--- Material for this task ---

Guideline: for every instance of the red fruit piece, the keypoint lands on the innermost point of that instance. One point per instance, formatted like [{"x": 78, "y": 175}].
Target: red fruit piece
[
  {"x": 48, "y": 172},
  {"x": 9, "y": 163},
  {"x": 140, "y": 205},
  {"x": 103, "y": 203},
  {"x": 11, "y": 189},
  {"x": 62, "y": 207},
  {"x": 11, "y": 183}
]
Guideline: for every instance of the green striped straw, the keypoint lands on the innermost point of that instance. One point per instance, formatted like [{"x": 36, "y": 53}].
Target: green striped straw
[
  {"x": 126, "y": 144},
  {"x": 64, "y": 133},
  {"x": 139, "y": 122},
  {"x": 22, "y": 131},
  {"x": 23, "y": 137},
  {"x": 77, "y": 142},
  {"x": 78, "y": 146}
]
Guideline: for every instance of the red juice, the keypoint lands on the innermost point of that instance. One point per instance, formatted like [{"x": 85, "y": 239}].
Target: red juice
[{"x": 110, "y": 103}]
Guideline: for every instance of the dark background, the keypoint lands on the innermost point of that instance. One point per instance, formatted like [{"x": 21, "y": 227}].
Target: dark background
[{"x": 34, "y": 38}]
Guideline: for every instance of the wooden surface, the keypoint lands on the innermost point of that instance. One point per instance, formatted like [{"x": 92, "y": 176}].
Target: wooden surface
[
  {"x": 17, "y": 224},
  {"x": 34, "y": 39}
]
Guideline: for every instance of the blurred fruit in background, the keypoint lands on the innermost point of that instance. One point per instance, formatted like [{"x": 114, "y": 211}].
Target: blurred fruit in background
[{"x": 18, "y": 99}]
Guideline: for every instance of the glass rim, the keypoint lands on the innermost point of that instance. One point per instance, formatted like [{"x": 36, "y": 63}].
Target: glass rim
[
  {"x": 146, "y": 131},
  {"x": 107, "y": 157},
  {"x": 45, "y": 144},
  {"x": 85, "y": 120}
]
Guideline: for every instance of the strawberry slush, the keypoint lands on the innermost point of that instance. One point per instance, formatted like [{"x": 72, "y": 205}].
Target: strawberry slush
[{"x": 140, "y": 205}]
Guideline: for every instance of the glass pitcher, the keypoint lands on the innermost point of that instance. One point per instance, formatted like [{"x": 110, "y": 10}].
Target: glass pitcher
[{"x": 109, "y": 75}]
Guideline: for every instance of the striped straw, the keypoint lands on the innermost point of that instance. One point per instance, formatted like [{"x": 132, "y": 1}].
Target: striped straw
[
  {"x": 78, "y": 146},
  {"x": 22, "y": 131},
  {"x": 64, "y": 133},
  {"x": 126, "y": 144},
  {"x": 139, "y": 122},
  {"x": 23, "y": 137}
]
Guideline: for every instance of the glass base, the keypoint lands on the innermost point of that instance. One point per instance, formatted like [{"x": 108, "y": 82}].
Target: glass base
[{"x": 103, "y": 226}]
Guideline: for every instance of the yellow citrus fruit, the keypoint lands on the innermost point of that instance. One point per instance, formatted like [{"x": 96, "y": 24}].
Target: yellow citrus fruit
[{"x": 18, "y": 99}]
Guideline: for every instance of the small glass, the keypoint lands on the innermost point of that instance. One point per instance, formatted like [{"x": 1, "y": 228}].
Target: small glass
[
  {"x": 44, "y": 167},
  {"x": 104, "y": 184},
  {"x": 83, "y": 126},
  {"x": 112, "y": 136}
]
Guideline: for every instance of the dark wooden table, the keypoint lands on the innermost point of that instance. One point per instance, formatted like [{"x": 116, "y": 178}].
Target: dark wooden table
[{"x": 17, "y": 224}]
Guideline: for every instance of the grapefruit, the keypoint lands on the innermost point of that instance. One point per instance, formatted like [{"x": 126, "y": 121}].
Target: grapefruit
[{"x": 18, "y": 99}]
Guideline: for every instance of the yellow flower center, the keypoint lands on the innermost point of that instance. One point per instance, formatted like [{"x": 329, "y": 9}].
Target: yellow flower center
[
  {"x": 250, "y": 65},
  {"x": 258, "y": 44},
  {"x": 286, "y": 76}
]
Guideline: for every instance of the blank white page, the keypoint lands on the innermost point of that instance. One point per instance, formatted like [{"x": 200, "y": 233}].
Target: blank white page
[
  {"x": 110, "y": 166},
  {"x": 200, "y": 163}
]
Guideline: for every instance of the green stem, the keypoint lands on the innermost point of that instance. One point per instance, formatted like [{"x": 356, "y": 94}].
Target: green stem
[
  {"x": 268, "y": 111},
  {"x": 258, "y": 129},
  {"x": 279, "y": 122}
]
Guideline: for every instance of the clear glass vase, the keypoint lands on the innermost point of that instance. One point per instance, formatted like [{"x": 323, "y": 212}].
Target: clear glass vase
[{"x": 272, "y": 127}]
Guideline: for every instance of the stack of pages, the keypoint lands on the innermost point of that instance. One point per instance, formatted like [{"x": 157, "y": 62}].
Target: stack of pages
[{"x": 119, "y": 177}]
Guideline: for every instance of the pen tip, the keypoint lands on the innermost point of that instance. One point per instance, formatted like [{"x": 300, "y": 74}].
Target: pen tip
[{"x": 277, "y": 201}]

---

## Description of the task
A word-for-word transcription of all the data is needed.

## Result of the exercise
Guideline: for every instance of the red fruit piece, the keypoint lands on the innermost point of that instance. One point per instance, formatted like [{"x": 78, "y": 175}].
Target: red fruit piece
[
  {"x": 48, "y": 172},
  {"x": 9, "y": 163},
  {"x": 140, "y": 205},
  {"x": 103, "y": 203},
  {"x": 11, "y": 189},
  {"x": 62, "y": 207},
  {"x": 11, "y": 183}
]
Guideline: for every instance of the green striped straw, the keypoint lands on the innermost point of that instance. One point per instance, formatted like [{"x": 36, "y": 53}].
Target: green striped straw
[
  {"x": 126, "y": 144},
  {"x": 64, "y": 133},
  {"x": 139, "y": 122},
  {"x": 22, "y": 131},
  {"x": 23, "y": 137},
  {"x": 77, "y": 142},
  {"x": 78, "y": 146}
]
Guideline: for every instance of the red juice, the keypoint lands on the innermost point of that instance. One point per instance, formatted like [{"x": 85, "y": 239}].
Target: red juice
[{"x": 110, "y": 103}]
Guideline: for every instance of the dark background, the keypoint lands on the innermost point of that instance. One point per instance, formatted like [{"x": 21, "y": 227}].
Target: dark background
[{"x": 34, "y": 38}]
Guideline: for every instance of the wooden surface, the keypoint lands on the innermost point of that instance. One point per instance, formatted like [{"x": 92, "y": 176}].
Target: wooden surface
[
  {"x": 17, "y": 224},
  {"x": 34, "y": 39}
]
Guideline: for every instance of the blurred fruit in background, the keypoint lands on the innermost point of that instance. One point per instance, formatted like [{"x": 114, "y": 211}].
Target: blurred fruit in background
[{"x": 18, "y": 99}]
Guideline: for every instance of the glass rim, the keypoint lands on the innermost point of that instance. One point per instance, formatted like [{"x": 36, "y": 63}].
Target: glass rim
[
  {"x": 146, "y": 131},
  {"x": 107, "y": 157},
  {"x": 45, "y": 144},
  {"x": 85, "y": 120}
]
Guideline: for every instance of the strawberry slush, the keypoint lands on the innermost point of that instance. One point per instance, formatted like [{"x": 72, "y": 205}].
Target: strawberry slush
[{"x": 140, "y": 205}]
Guideline: for every instance of the glass pitcher, the keypoint lands on the innermost point of that instance. One point per instance, formatted like [{"x": 110, "y": 10}].
Target: glass pitcher
[{"x": 109, "y": 75}]
Guideline: for every instance of the striped straw, the keypoint lands on the innermost point of that instance. One point per instance, formatted like [{"x": 132, "y": 1}].
Target: striped straw
[
  {"x": 78, "y": 146},
  {"x": 22, "y": 131},
  {"x": 64, "y": 133},
  {"x": 126, "y": 144},
  {"x": 139, "y": 122},
  {"x": 23, "y": 137}
]
Guideline: for every instance of the glass base, the keypoint lands on the innermost point of that instance. One point per instance, formatted like [{"x": 108, "y": 82}].
Target: glass base
[{"x": 103, "y": 226}]
Guideline: for every instance of the yellow citrus fruit, the keypoint lands on the innermost point of that instance. One point per instance, formatted like [{"x": 96, "y": 24}].
Target: yellow citrus fruit
[{"x": 18, "y": 99}]
Guideline: for every instance of the small glass, the keypoint lands on the innermost point of that instance. One point per instance, formatted like [{"x": 1, "y": 228}].
Target: small glass
[
  {"x": 44, "y": 167},
  {"x": 104, "y": 184},
  {"x": 83, "y": 126},
  {"x": 112, "y": 136}
]
Guideline: for every instance of the dark wooden table, the keypoint lands on the innermost point of that instance. One point per instance, formatted like [{"x": 116, "y": 178}].
Target: dark wooden table
[{"x": 17, "y": 224}]
Guideline: for every instance of the grapefruit, the keypoint lands on the innermost point of that instance. One point per instance, formatted like [{"x": 126, "y": 121}].
Target: grapefruit
[{"x": 18, "y": 99}]
Guideline: for every instance of the yellow flower center, the keypoint lands on the innermost point of that instance. One point per instance, formatted like [{"x": 329, "y": 9}].
Target: yellow flower center
[
  {"x": 250, "y": 65},
  {"x": 258, "y": 44},
  {"x": 286, "y": 76}
]
Guideline: for every instance of the blank white page, the keypoint lands on the innermost point of that instance. One point per instance, formatted like [{"x": 200, "y": 233}].
Target: blank white page
[
  {"x": 110, "y": 166},
  {"x": 200, "y": 163}
]
Guideline: for every instance of the green stem, the keypoint lands on the innermost point of that instance. One point per instance, formatted like [{"x": 356, "y": 94}].
Target: green stem
[
  {"x": 268, "y": 111},
  {"x": 258, "y": 129},
  {"x": 279, "y": 122}
]
Guideline: for every instance of the clear glass vase, the keypoint lands on the innermost point of that instance. One point per instance, formatted like [{"x": 323, "y": 212}].
Target: clear glass vase
[{"x": 272, "y": 127}]
Guideline: for every instance of the stack of pages, the keypoint lands on the innermost point of that instance. One point per instance, formatted like [{"x": 157, "y": 62}].
Target: stack of pages
[{"x": 119, "y": 177}]
Guideline: for every instance of the pen tip, the keypoint lands on the innermost point of that instance. One point per instance, formatted like [{"x": 300, "y": 74}].
Target: pen tip
[{"x": 277, "y": 201}]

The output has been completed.